#### [Task description]
Repeat every one of the rows below line for line, without any changes, and leave the pictures out of your answer.

(Dataset rows about where objects appear)
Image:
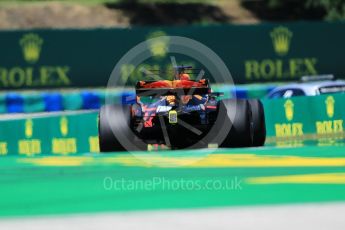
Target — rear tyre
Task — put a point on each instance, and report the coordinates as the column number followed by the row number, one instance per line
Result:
column 258, row 119
column 115, row 122
column 236, row 113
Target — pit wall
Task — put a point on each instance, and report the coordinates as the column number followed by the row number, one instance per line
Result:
column 287, row 121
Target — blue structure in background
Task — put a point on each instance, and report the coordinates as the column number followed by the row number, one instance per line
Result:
column 53, row 102
column 14, row 103
column 17, row 102
column 91, row 100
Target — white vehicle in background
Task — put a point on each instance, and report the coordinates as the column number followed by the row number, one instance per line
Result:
column 309, row 86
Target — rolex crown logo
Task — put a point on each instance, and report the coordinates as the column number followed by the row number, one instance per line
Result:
column 28, row 128
column 31, row 45
column 330, row 106
column 64, row 126
column 289, row 110
column 281, row 38
column 159, row 45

#### [Result]
Image:
Target — rear tyre
Task — put a point on each instance, and report the coordinates as the column number followed by the row number, one instance per line
Result:
column 258, row 119
column 115, row 122
column 236, row 113
Target — pit wall
Task — put a point on each instance, and report the coordinates as the column number followed by the row number, one instance per line
Result:
column 287, row 121
Target — blue structure in background
Task — put a point on each instance, and report the coordinates as the column number followed by the row number, one instance per line
Result:
column 53, row 102
column 14, row 103
column 17, row 102
column 91, row 100
Target — white vehicle in background
Task — put a point on each instance, and report the coordinates as the column number followed by the row number, one instance per line
Result:
column 309, row 86
Target — rolex crown logo
Task — put a point on each instance, and report the coordinates as the column number followed by the row number, one instance per line
Result:
column 28, row 128
column 31, row 45
column 330, row 106
column 64, row 126
column 289, row 110
column 281, row 38
column 159, row 45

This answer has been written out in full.